[Extracted records]
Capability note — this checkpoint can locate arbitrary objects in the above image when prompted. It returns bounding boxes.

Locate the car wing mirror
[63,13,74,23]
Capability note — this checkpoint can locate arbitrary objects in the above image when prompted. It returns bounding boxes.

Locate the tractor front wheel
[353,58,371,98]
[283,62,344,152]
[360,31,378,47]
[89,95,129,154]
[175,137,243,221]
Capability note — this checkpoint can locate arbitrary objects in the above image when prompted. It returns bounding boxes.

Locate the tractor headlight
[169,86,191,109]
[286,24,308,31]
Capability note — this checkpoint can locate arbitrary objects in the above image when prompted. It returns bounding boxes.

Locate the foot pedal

• [TASK REQUIREMENTS]:
Swap every "arbitrary" in the records for "any" and write out all the records again with nothing else changed.

• [EXERCISE ANSWER]:
Capability note — this checkpoint can locate any objects in the above image when prompted. It returns bounding boxes.

Locate the car wing mirror
[63,13,74,23]
Capability note — this checkpoint can locate any objects in the above image when prompted. It returns bounding boxes.

Locate the tractor front wheel
[353,58,371,98]
[283,62,344,152]
[360,31,378,47]
[89,95,129,154]
[175,137,243,221]
Capability note — this checkpoint can locate any objects in the above image when prompted. It returns bounding boxes.

Locate the tractor headlight
[169,86,191,109]
[286,24,308,31]
Capability note — this checkpoint can locate any objects in the above image when prompted. It returns bounding boxes.

Locate the foot pedal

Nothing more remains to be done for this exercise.